*** SUPPLIED RECORDS Section Begins ***

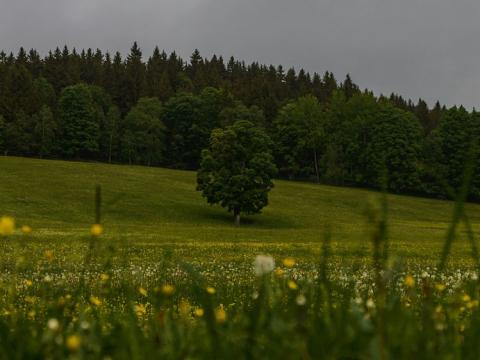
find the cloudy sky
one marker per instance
(418, 48)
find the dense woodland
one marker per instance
(161, 110)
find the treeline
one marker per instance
(94, 106)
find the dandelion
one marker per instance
(168, 289)
(95, 301)
(370, 304)
(211, 290)
(220, 314)
(48, 254)
(140, 309)
(301, 300)
(292, 285)
(263, 265)
(184, 308)
(409, 281)
(96, 230)
(26, 229)
(53, 324)
(142, 291)
(7, 225)
(73, 343)
(289, 262)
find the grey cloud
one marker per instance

*** SUPPLIED RECORDS Section Ends ***

__TASK ITEM__
Filter the records, keeping only lines that contain "find", and show those lines.

__WRITTEN REPLY__
find the cloudy sky
find the dense woodland
find the treeline
find the dandelion
find the grey cloud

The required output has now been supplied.